Start of Extract

The first message on Microsoft’s LinkedIn was sent the day the service launched, on May 5, 2003. The LinkedIn messaging platform now stores 17 years’ worth of messages (created with 17 years of different product features), and the number of messages sent keeps going up. It’s quadrupled over the last four years, but in the first week of April, messages were up 14% compared to the previous year; the end of March saw weekly jumps in messages sent between co-workers (up 21%) and users sending each other content from their LinkedIn newsfeeds in messages (up 14%).
Originally those messages looked very like email; now they look more like chat, with threading, group conversations, emoji and no subject lines. The code powering that messaging system has been updated, getting ever more complicated, but the common infrastructure that powers all the different LinkedIn messaging experiences hadn’t changed as much over the years.
“While very little code, still survives from 2003, a lot of the infrastructure was still the same,” Manny Lavery, the engineering manager for the messaging platform infrastructure team told the New Stack.
The original infrastructure was a single Oracle database, running in a single data center, with two tables powering two services: one for storing the messages, which included all the business logic for messages for multiple LinkedIn products, and one responsible for the different ways the messages could be delivered — push notifications, different email formats, and tracking they were received.
Over time, LinkedIn added new data centers and switched to distributed data storage with sharded architecture using its own NoSQL JSON database, Espresso. Scaling out brought its own complexities though; different mailboxes were divided between shards with a Personal Data Routing service keeping track of whose inbox was on which shard and bi-directional replication putting a copy of each shard into a different data center in case of availability issues.
There was a major product redesign in 2016 and LinkedIn kept adding more features, eventually changing the name to Messaging. But it was still built on a data architecture designed for email-style conversations between two people, using a codebase that was over ten years old, making made it hard to shard the data correctly for scaling, with critical business logic still embedded in code in the message store.
Untangling the Mess
The infrastructure team is involved when any of the LinkedIn product teams want to add features to messaging — sometimes writing the code for them or working with them on development — and was responsible for maintaining all that new code in production. But while they owned the code, different product teams owned the business logic, the reasoning behind it and the decisions about making any changes to it.

End of Extract

Task instructions:
Pick up the article on LinkedIn's messaging infrastructure after its final sentence and continue writing it. The data below is not needed.

Start of Supplied material

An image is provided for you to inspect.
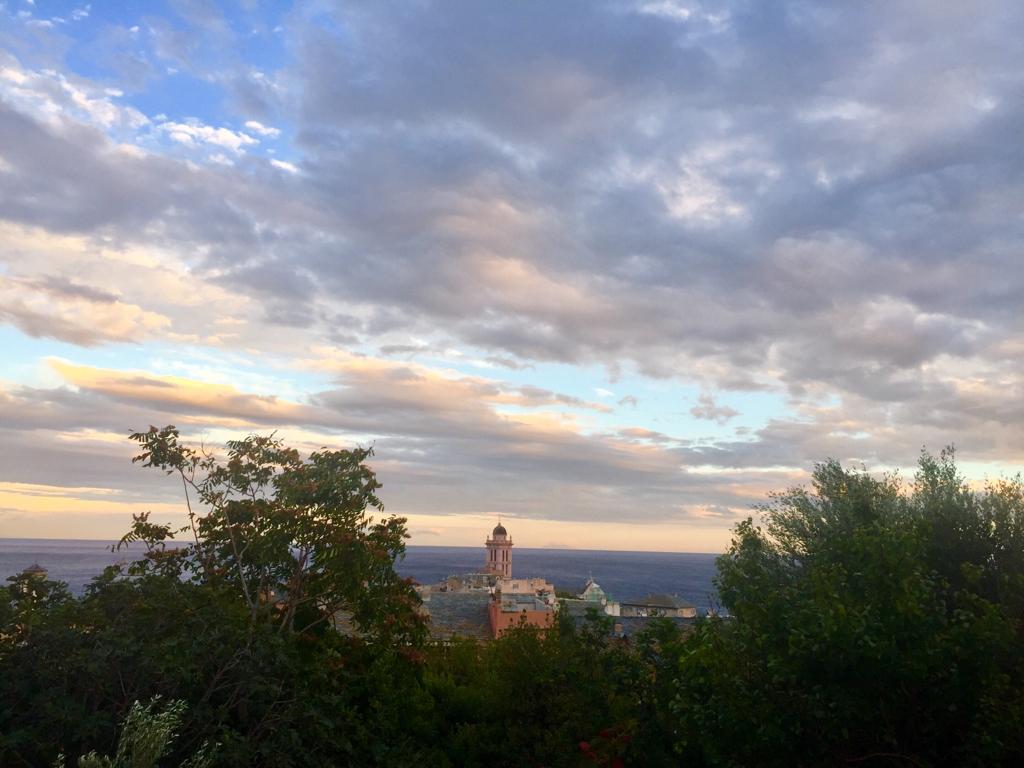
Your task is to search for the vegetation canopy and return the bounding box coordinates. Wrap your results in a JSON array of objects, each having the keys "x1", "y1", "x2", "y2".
[{"x1": 0, "y1": 434, "x2": 1024, "y2": 768}]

End of Supplied material

Answer:
The messaging platform supports five different LinkedIn lines of business: the consumer web site, the “talent solutions” for HR and hiring teams which offer one kind of email messaging, the sales solutions which offer a different kind of email, LinkedIn’s marketing solutions and the premium service which has premium messaging options (plus a few other internal clients). All those products have their own business rules for how to handle their specific features in messaging.
“All of those business use cases existed in a single codebase that the messenger team was responsible for the long term maintenance of,” Lavery told us. “As the company expanded, as we added more lines of business over 17 years, the use cases got more complex, and they got more numerous, which was really difficult for our engineers. No one could fully understand every business use case that happened in the platform.” Before the redesign, there were around sixty different pieces of custom business logic.
The infrastructure design made writing new code harder and slower than it needed to be, with developers getting overly cautious about the simplest of changes because more and more of the team’s time was being spent just keeping things running. “The maintenance costs consumed most of the engineering time.”
Concerned that a new architecture could become just as much of a maintenance burden over time, the new platform didn’t just change the data architecture to focus on conversations and content rather than individual messages. It’s also designed as a plug-in infrastructure, with service ownership distributed between the infrastructure and product teams.
“We started to break up the content so that what could be shared was shared and what didn’t have to be shared was then isolated to a single service, and we designed our system around ownership of responsibility, and then backed up those services of responsibility with databases that provided that data.”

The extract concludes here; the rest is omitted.